Document extract

The garden club donated a Japanese maple tree that was planted recently in front of the entrance to Wygal Hall on the Longwood campus. Six members of the garden club and Dr. Silveira's four daughters, three of whom are Longwood graduates, and a grandson visited campus Nov. 17 to view the tree. They were officially welcomed to campus by Dr. Charles Ross, dean of the Cook-Cole College of Arts and Sciences.
"Everything about this day is serendipitous," Mireya Hayes of Richmond, one of the daughters, said that morning in the Wygal lobby. "First, the Japanese maple was one of my mom's favorite trees. Second, this is my dad's birthday. Third, Wygal houses the music department, and my mom loved music. In fact, that song that's being played right now in the auditorium, by Chopin, was my mom's favorite song. So, it's appropriate that the tree is right here by the music building."
Mireya is a 1974 Longwood graduate, as is her twin sister, Maria Harris, also of Richmond. Another sister, Virginia "Ginny" Gills, of Cartersville, assistant principal of Cumberland County Elementary School, received a bachelor's degree from Longwood in 1989 and a master's degree from Longwood in 2005. Their sister, Rosa Mann of Farmville, and a grandson of Dr. Silveira, Grant C. Hayes II, also visited campus Nov. 17.
Among the members of the Garden Club who came to campus that day were Dr. Nancy Andrews, a retired Longwood faculty member; the current president, Carol Fields, who didn't know Dr. Silveira; and past president Nan Colvin, who did know her.
"I thought this was a good way to honor her memory," Colvin said. "She was just so great to everyone she met. She had that ability to make everyone she met feel special. She had such a vibrant personality, and everyone loved her. She loved Longwood and she loved trees, and the Japanese maple was one of her favorite trees, so this was just an appropriate thing to do."
Dr. Silveira, professor emerita of modern languages, taught at Longwood from 1964 until retiring in 1992, after which she taught as an adjunct. A native of Cuba who emigrated to the United States in 1962, she initiated Longwood's partnership program with the University of the Andes in Venezuela, directed the study-abroad program at the University of Madrid and the Summer Spanish Institutes for teachers, founded Longwood's chapter of the national Spanish honor society, Sigma Delta Pi, and was president of the Virginia chapter of the American Association of Teachers of Spanish and Portugese for five years. A scholarship in her name, the Maria Milian Silveira Scholarship, was established in 2005, endowed by a generous gift from Michael Hackett, a 1985 graduate.
"I owe a lot to Dr. Silveira, and I hope that one day I may influence others the way that she has influenced me," Hackett once wrote in a letter nominating her for the National Teacher of the Year award from the American Council on the Teaching of Foreign Languages. "Dr. Silveira is unquestionably the most dedicated, devoted, exciting, and inspiring person whom I have ever met."
Dr. Silveira's husband, Michael A. Silveira Jr., also a native Cuban, was Longwood's director of audiovisual and technical services for many years. He retired in 1991 and died in July 2009."When I think of my mother, I feel admiration," Virginia Gills said. "How one person could accomplish so much, inspire so many, and leave such a legacy of excellence is amazing."

Problem A
Reproduce, character for character, the part of the maple tree article that opens with the words "Dr. Silveira, professor" and closes with "a 1985 graduate.".
Problem B
Pull out every line of the entries below that contains the string "longboard", matching case exactly.

Data listing
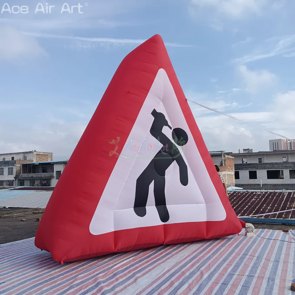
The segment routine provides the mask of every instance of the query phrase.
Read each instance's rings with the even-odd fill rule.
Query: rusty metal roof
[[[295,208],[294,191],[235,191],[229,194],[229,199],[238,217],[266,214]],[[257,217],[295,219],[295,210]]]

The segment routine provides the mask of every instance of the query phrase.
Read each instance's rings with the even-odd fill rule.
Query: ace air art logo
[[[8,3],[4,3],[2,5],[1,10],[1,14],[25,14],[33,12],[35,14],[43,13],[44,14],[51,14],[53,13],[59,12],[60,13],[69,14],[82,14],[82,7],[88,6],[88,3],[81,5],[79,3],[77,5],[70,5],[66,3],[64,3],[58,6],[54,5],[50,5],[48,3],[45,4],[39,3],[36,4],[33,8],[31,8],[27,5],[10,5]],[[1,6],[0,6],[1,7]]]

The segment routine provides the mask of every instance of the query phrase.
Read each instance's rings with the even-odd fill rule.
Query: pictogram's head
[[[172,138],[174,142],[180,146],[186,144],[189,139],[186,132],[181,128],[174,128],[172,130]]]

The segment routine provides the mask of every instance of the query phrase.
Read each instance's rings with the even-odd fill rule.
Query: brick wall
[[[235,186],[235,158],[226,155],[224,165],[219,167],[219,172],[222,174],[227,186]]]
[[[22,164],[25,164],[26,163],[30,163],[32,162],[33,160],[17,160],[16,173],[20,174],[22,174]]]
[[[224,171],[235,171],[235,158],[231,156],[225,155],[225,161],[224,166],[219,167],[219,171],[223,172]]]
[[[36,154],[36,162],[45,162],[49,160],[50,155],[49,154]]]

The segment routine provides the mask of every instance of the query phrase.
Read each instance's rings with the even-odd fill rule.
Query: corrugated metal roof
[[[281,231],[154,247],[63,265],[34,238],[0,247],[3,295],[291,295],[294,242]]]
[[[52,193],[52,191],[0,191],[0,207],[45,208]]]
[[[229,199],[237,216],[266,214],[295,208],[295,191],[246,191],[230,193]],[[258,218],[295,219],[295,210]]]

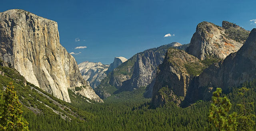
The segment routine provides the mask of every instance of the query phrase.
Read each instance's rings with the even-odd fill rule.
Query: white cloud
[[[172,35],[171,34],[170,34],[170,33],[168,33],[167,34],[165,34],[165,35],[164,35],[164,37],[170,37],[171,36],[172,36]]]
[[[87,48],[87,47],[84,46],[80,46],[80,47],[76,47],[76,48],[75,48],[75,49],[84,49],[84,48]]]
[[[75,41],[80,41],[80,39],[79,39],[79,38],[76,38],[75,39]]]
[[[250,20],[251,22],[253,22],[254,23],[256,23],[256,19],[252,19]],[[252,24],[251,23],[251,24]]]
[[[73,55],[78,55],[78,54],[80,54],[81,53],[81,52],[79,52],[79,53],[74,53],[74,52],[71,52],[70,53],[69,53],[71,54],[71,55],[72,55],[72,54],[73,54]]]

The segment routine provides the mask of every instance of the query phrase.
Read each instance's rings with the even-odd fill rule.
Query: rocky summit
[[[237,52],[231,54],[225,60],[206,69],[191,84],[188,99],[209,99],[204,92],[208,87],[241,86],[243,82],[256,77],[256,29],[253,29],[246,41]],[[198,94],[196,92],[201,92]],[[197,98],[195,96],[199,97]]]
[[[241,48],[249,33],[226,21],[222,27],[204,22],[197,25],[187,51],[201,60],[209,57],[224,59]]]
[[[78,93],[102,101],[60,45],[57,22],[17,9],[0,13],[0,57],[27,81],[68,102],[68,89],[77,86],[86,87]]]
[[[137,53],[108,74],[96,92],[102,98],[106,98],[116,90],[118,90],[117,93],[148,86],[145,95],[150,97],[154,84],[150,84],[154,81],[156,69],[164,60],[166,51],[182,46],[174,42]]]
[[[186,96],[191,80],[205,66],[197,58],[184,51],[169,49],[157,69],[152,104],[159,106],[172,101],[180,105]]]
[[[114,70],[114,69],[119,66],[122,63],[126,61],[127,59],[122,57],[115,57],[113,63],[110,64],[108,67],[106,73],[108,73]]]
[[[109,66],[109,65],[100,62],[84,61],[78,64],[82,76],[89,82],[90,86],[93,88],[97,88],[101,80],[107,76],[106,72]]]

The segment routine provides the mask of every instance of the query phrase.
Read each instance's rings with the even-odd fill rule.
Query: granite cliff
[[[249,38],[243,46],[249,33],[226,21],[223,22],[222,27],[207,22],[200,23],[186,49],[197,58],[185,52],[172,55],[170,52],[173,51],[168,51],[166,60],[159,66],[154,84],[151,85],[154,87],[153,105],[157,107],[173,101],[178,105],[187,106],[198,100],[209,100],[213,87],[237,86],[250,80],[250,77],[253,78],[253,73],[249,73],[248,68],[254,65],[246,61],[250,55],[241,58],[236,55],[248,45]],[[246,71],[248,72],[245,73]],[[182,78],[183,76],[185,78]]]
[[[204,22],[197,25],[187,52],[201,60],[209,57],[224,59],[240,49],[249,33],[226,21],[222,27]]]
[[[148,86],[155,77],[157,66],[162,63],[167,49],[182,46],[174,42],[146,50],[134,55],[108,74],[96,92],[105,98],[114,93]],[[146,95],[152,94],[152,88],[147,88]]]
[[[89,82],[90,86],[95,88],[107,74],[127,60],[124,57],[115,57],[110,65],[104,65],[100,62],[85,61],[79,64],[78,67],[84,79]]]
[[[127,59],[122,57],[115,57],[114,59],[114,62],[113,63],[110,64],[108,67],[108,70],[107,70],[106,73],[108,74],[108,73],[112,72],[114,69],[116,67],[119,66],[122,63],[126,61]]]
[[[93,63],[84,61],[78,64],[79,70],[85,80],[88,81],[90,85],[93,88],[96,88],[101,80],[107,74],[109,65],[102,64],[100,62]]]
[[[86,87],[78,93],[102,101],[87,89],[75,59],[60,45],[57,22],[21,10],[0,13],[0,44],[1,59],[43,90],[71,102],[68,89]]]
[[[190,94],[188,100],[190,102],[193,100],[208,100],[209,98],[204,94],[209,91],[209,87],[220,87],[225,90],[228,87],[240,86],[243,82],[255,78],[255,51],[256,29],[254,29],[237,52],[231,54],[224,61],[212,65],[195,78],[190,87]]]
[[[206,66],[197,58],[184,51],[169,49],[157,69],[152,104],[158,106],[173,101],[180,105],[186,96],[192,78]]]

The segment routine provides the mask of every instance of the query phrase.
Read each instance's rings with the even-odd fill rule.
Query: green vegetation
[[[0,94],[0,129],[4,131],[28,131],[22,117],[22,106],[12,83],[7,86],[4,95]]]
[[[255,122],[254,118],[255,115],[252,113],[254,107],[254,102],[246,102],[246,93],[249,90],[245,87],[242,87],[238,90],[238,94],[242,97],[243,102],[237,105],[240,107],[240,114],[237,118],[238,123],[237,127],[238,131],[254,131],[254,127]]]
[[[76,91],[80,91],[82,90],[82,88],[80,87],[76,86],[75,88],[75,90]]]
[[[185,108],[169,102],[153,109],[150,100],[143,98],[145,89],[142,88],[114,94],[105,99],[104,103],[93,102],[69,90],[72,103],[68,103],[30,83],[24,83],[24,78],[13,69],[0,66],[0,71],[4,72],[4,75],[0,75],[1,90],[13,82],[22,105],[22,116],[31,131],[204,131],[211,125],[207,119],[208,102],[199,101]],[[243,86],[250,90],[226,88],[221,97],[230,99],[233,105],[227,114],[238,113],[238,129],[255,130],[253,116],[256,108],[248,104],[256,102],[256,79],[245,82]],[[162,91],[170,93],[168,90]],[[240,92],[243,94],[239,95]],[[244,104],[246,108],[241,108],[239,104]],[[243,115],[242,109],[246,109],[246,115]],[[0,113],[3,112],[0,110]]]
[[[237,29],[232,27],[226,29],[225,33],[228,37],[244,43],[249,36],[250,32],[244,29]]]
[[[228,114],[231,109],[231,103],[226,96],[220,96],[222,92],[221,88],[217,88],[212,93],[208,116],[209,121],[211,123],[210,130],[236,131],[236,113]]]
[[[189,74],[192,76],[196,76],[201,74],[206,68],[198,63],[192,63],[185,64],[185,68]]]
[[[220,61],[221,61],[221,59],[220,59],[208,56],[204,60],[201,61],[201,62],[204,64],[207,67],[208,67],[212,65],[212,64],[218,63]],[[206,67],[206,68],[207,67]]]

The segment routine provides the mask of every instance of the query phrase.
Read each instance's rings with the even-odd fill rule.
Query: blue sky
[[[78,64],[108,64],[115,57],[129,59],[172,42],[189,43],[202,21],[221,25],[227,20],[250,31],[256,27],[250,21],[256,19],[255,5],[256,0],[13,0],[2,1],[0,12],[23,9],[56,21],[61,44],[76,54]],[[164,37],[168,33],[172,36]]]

* * *

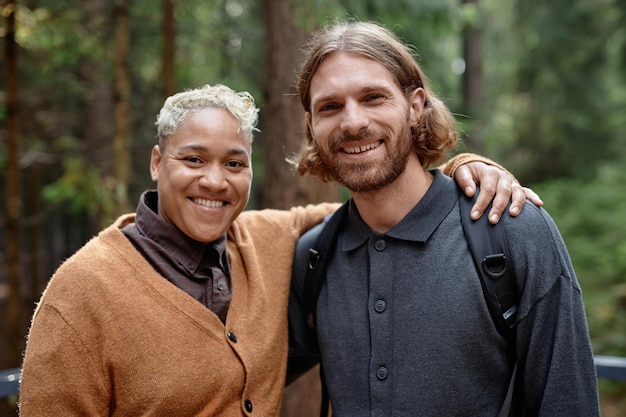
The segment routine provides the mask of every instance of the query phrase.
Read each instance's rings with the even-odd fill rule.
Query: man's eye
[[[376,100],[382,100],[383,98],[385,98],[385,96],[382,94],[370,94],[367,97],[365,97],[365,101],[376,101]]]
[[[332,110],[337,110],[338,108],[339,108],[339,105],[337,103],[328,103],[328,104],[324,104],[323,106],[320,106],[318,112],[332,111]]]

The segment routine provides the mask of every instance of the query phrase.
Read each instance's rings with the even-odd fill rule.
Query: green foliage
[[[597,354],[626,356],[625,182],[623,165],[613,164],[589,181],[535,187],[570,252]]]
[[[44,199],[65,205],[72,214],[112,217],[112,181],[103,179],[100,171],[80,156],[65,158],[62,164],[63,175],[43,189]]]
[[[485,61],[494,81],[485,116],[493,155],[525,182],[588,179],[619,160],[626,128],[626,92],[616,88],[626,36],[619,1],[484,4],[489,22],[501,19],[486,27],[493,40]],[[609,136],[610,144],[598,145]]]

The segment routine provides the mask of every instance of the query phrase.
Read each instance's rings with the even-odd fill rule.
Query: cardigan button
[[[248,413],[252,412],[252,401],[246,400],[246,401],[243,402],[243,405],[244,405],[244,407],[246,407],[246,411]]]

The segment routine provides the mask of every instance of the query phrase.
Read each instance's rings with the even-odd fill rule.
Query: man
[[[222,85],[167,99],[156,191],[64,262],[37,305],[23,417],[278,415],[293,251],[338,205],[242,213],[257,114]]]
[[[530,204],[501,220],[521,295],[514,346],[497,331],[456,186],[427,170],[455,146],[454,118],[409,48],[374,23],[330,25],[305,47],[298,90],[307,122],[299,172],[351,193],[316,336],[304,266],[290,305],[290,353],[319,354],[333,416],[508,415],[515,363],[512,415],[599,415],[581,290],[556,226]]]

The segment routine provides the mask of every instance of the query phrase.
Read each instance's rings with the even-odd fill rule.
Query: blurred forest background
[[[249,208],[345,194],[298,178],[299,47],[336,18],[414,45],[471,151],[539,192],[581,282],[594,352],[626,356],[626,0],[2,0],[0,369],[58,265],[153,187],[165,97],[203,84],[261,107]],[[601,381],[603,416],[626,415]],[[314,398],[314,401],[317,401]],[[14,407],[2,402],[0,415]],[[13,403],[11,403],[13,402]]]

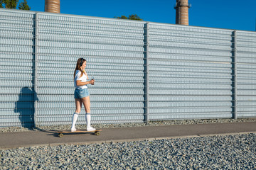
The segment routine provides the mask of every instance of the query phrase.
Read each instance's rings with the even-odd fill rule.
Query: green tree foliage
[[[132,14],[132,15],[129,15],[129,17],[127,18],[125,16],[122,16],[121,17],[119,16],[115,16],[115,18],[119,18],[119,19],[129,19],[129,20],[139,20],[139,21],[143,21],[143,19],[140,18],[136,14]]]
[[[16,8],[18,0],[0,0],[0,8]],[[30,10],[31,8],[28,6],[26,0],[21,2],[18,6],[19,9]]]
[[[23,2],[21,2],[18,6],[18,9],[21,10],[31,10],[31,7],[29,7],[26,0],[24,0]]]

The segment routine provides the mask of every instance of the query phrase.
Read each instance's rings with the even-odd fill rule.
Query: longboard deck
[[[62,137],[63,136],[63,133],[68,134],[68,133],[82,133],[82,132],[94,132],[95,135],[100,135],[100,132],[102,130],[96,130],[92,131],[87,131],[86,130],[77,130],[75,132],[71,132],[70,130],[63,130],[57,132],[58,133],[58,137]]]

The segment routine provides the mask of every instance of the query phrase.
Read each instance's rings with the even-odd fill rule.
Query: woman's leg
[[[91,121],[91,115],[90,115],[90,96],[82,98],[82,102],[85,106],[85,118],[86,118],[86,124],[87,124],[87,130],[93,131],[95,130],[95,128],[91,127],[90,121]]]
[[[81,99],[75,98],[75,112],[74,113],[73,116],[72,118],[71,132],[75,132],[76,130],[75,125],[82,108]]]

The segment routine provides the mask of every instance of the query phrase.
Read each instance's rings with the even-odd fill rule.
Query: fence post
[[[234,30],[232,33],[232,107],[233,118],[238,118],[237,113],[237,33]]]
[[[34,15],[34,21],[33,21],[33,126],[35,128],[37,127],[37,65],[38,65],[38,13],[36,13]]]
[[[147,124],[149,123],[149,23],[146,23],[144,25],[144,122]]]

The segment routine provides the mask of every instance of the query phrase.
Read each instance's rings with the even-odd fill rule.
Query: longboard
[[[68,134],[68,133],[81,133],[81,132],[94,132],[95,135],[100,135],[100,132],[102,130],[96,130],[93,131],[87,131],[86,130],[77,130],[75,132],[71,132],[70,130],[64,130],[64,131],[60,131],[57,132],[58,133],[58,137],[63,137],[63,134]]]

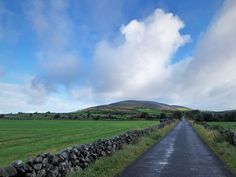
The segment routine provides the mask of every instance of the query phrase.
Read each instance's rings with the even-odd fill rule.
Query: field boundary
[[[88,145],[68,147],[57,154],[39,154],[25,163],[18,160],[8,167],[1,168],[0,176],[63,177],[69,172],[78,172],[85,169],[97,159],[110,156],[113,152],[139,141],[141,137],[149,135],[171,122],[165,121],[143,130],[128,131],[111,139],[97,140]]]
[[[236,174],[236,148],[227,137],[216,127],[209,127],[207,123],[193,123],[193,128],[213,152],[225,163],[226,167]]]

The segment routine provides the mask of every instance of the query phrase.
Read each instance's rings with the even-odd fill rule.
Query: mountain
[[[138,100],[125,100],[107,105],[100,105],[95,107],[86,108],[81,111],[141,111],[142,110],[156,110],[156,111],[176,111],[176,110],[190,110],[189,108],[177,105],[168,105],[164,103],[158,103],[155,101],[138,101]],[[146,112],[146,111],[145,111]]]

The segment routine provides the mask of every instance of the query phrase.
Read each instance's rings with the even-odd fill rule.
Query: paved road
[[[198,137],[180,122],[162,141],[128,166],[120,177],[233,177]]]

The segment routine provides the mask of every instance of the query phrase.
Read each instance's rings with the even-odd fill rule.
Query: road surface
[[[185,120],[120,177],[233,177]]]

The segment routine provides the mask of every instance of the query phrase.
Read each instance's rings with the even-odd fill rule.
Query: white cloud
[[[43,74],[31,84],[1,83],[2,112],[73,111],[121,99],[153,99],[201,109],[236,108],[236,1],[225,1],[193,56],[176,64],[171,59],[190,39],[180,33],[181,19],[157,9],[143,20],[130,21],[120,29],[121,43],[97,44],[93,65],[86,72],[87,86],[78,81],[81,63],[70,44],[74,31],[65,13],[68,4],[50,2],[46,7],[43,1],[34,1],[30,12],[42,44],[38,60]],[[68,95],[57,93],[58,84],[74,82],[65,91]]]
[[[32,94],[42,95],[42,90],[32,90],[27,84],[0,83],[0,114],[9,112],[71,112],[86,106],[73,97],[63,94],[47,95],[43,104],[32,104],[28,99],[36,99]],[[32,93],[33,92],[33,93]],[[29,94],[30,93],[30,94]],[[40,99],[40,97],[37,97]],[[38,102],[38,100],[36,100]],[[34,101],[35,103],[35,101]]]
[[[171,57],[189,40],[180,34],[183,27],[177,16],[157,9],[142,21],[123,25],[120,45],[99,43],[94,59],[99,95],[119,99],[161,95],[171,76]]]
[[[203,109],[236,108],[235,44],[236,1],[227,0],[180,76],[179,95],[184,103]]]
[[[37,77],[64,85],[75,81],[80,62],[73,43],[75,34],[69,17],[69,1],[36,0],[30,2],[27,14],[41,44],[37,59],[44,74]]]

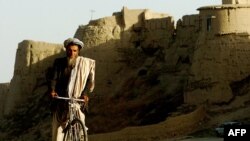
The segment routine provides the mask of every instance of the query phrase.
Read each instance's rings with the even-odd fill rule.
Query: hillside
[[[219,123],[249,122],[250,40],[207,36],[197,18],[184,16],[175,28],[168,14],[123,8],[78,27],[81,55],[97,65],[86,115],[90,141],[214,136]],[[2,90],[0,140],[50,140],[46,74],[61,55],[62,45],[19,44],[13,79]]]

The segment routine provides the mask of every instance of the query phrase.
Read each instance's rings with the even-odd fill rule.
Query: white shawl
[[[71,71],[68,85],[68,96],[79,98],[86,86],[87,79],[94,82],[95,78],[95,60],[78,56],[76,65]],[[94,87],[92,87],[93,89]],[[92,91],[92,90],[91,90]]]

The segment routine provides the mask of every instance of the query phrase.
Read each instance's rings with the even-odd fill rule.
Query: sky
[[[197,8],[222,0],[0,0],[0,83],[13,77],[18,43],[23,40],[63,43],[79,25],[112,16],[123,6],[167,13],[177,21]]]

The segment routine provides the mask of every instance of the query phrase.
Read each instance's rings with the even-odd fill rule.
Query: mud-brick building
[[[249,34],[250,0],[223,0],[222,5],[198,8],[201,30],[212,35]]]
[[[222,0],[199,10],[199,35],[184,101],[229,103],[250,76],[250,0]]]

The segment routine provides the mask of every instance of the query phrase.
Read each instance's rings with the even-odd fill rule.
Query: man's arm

Correct output A
Dr. Silveira, professor emerita of modern languages, taught at Longwood from 1964 until retiring in 1992, after which she taught as an adjunct. A native of Cuba who emigrated to the United States in 1962, she initiated Longwood's partnership program with the University of the Andes in Venezuela, directed the study-abroad program at the University of Madrid and the Summer Spanish Institutes for teachers, founded Longwood's chapter of the national Spanish honor society, Sigma Delta Pi, and was president of the Virginia chapter of the American Association of Teachers of Spanish and Portugese for five years. A scholarship in her name, the Maria Milian Silveira Scholarship, was established in 2005, endowed by a generous gift from Michael Hackett, a 1985 graduate.

Correct output B
Query: longboard deck
Query: longboard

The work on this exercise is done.